§ MATERIAL SUPPLIED:
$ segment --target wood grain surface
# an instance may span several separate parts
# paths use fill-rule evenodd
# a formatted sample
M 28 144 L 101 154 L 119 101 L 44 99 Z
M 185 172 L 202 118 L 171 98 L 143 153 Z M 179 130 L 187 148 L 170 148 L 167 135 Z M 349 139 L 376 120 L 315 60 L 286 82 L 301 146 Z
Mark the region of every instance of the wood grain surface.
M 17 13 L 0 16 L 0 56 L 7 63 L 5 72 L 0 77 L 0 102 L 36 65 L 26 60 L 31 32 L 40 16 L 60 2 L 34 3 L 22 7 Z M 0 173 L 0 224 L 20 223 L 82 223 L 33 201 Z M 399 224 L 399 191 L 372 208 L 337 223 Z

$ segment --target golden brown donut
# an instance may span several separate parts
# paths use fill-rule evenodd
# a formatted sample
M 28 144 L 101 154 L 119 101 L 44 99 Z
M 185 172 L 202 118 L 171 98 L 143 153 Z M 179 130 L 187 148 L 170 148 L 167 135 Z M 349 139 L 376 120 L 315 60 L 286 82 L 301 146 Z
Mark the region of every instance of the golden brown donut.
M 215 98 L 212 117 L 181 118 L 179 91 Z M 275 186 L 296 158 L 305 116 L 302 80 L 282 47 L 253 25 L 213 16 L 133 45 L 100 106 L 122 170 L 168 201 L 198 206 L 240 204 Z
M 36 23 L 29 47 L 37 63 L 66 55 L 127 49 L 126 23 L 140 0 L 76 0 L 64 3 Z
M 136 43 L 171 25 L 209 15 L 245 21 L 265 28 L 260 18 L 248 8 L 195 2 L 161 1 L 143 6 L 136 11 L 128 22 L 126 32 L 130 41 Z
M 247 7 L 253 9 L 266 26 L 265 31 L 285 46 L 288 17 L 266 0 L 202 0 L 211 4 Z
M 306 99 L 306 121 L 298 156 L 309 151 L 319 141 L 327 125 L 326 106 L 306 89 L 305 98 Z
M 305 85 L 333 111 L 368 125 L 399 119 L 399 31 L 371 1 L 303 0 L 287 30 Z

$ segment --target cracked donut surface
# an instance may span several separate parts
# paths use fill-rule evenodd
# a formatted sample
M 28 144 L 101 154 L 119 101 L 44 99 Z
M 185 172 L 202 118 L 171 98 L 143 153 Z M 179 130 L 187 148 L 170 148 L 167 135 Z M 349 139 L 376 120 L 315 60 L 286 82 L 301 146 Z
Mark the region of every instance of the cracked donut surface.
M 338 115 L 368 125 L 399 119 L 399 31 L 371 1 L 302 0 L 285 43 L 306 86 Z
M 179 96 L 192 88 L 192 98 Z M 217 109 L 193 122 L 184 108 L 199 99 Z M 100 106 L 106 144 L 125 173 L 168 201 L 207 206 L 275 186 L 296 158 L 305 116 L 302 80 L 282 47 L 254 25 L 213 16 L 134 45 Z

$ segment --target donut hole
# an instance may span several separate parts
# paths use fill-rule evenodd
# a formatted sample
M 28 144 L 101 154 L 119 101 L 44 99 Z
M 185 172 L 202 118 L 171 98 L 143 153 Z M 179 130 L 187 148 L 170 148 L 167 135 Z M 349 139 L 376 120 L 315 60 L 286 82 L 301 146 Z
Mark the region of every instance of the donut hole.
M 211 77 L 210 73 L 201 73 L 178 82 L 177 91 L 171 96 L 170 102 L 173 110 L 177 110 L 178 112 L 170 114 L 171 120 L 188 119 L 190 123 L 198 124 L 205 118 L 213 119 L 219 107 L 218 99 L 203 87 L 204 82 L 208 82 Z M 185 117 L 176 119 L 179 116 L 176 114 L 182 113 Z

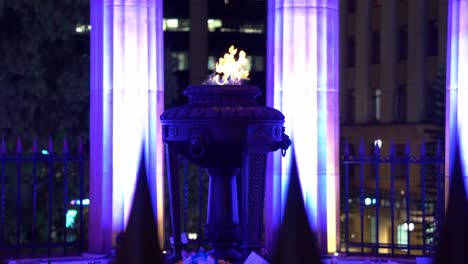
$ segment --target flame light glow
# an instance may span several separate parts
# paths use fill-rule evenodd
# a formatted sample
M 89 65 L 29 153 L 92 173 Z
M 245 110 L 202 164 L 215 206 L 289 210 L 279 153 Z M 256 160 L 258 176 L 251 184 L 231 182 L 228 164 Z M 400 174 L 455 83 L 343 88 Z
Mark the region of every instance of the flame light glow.
M 281 223 L 294 151 L 322 253 L 339 248 L 339 1 L 268 1 L 267 105 L 285 115 L 292 141 L 273 154 L 266 183 L 266 244 Z
M 243 81 L 249 80 L 249 70 L 246 69 L 249 61 L 246 58 L 246 53 L 243 50 L 239 51 L 237 60 L 235 58 L 236 54 L 237 49 L 231 46 L 228 53 L 219 58 L 215 66 L 215 72 L 210 75 L 205 84 L 241 85 Z
M 460 146 L 465 189 L 468 190 L 468 107 L 465 103 L 468 100 L 468 1 L 450 0 L 447 22 L 446 201 L 457 141 Z

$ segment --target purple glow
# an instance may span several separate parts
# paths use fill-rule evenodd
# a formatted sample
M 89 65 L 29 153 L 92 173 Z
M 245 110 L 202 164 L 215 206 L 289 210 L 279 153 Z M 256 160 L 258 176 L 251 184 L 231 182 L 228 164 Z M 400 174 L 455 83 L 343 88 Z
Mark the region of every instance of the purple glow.
M 284 159 L 272 158 L 267 186 L 276 196 L 267 214 L 282 216 L 295 151 L 310 223 L 329 252 L 337 246 L 339 197 L 338 2 L 270 0 L 267 36 L 267 103 L 284 113 L 293 141 Z M 268 221 L 267 229 L 278 222 Z
M 129 217 L 141 154 L 163 219 L 162 1 L 93 0 L 91 26 L 90 251 L 107 253 Z
M 468 1 L 450 0 L 447 32 L 446 190 L 453 151 L 460 144 L 465 188 L 468 189 Z M 448 193 L 448 192 L 447 192 Z

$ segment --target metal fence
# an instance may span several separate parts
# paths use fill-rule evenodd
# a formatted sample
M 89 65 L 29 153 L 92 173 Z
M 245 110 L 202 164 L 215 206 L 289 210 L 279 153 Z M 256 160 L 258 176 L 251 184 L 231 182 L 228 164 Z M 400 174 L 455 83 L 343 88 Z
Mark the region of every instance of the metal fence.
M 377 142 L 379 143 L 379 142 Z M 380 142 L 381 143 L 381 142 Z M 341 250 L 348 255 L 431 255 L 444 217 L 440 144 L 379 144 L 367 154 L 344 144 L 341 156 Z
M 10 145 L 10 148 L 7 147 Z M 76 255 L 87 243 L 88 168 L 81 139 L 0 145 L 0 250 L 6 257 Z
M 208 245 L 204 235 L 204 225 L 206 219 L 206 209 L 208 202 L 208 174 L 204 168 L 201 168 L 182 156 L 178 157 L 179 165 L 179 182 L 182 183 L 179 192 L 181 201 L 181 241 L 185 244 L 187 250 L 198 251 L 200 247 Z M 165 207 L 166 212 L 169 209 L 169 194 L 165 188 Z M 170 227 L 170 214 L 166 214 L 165 237 L 170 237 L 172 241 L 172 233 Z M 171 246 L 166 245 L 164 248 L 169 249 Z

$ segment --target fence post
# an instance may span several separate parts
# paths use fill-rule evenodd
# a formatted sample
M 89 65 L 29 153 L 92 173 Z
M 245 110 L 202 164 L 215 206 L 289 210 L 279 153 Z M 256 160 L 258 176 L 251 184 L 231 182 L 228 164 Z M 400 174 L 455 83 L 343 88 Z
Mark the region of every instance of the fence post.
M 345 140 L 344 148 L 344 169 L 345 169 L 345 243 L 346 254 L 349 254 L 349 144 Z
M 20 257 L 20 232 L 21 232 L 21 162 L 23 146 L 21 139 L 16 140 L 16 257 Z
M 1 191 L 0 191 L 0 246 L 5 245 L 5 163 L 6 163 L 6 144 L 5 139 L 2 138 L 0 146 L 0 161 L 1 161 Z
M 375 166 L 375 254 L 379 255 L 379 177 L 380 177 L 380 147 L 374 144 L 374 166 Z
M 54 179 L 54 160 L 52 157 L 54 156 L 54 146 L 52 143 L 52 138 L 49 137 L 49 144 L 47 147 L 47 151 L 49 152 L 49 159 L 48 159 L 48 165 L 49 165 L 49 177 L 48 177 L 48 188 L 49 188 L 49 193 L 48 193 L 48 209 L 49 209 L 49 214 L 48 214 L 48 232 L 47 232 L 47 256 L 51 257 L 52 255 L 52 216 L 53 216 L 53 179 Z
M 392 239 L 392 257 L 395 256 L 395 146 L 390 141 L 390 221 Z
M 425 173 L 426 168 L 426 144 L 423 142 L 421 145 L 421 212 L 422 212 L 422 242 L 423 242 L 423 255 L 426 254 L 426 182 Z
M 406 147 L 405 147 L 405 180 L 406 180 L 406 224 L 409 225 L 409 214 L 410 214 L 410 186 L 409 186 L 409 164 L 410 164 L 410 153 L 411 153 L 411 150 L 410 150 L 410 145 L 409 145 L 409 141 L 407 140 L 406 141 Z M 409 257 L 410 256 L 410 232 L 409 230 L 407 229 L 406 230 L 406 255 Z
M 33 147 L 32 147 L 32 163 L 33 163 L 33 186 L 32 186 L 32 198 L 33 198 L 33 205 L 32 205 L 32 234 L 31 234 L 31 242 L 32 242 L 32 256 L 36 256 L 36 221 L 37 221 L 37 138 L 34 138 Z
M 79 199 L 83 201 L 84 199 L 84 157 L 83 157 L 83 139 L 80 137 L 78 141 L 78 163 L 79 163 L 79 177 L 80 177 L 80 194 Z M 92 203 L 93 201 L 90 201 Z M 79 214 L 80 214 L 80 238 L 79 238 L 79 250 L 80 254 L 83 252 L 83 236 L 84 236 L 84 217 L 83 217 L 83 203 L 79 204 Z
M 68 211 L 68 142 L 67 137 L 63 139 L 63 215 L 65 216 L 65 221 L 63 223 L 63 255 L 67 255 L 67 211 Z M 80 200 L 80 205 L 83 203 L 83 200 Z
M 361 255 L 364 255 L 364 139 L 359 144 L 359 217 L 361 220 Z

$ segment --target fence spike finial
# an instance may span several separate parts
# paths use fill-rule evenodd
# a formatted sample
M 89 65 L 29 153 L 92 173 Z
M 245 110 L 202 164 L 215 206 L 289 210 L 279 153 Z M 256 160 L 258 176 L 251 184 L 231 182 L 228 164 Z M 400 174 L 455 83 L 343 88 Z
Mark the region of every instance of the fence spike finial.
M 395 144 L 393 143 L 393 139 L 390 139 L 389 155 L 391 157 L 395 156 Z
M 52 141 L 52 137 L 49 137 L 49 143 L 47 144 L 47 151 L 49 151 L 49 154 L 54 153 L 54 144 Z
M 5 138 L 2 137 L 2 145 L 0 146 L 0 154 L 6 154 Z
M 411 148 L 409 145 L 409 139 L 406 140 L 406 145 L 405 145 L 405 156 L 409 156 L 411 153 Z
M 33 151 L 33 154 L 37 153 L 37 137 L 34 137 L 32 151 Z
M 345 138 L 344 155 L 345 155 L 345 158 L 346 158 L 346 159 L 349 158 L 349 143 L 348 143 L 348 139 L 347 139 L 347 138 Z
M 359 143 L 359 155 L 360 156 L 366 155 L 366 150 L 364 148 L 364 138 L 361 138 L 361 142 Z
M 380 142 L 381 144 L 381 142 Z M 378 156 L 380 154 L 379 142 L 374 141 L 374 155 Z
M 18 137 L 16 139 L 16 154 L 23 153 L 23 144 L 21 144 L 21 138 Z
M 68 141 L 67 136 L 63 138 L 63 154 L 68 154 Z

§ AIM OF THE TASK: Rewrite the lines from the line with "--target fence post" to the line with "M 20 257 L 20" as a JSON list of strings, with one string per line and blank lines left out.

§ COMPLETE RESPONSE:
[
  "$ segment --target fence post",
  "# an instance may span several separate parts",
  "# paths use fill-rule evenodd",
  "# a formatted sample",
  "M 89 65 L 29 153 L 92 173 Z",
  "M 245 110 L 202 164 L 215 206 L 289 210 L 279 153 Z M 256 160 L 258 176 L 251 184 L 231 182 L 228 164 Z M 400 174 L 455 83 L 343 88 Z",
  "Mark the region of every instance of the fence post.",
  "M 345 140 L 344 148 L 344 169 L 345 169 L 345 243 L 346 254 L 349 254 L 349 144 Z",
  "M 20 257 L 20 232 L 21 232 L 21 162 L 23 146 L 21 139 L 16 140 L 16 257 Z"
]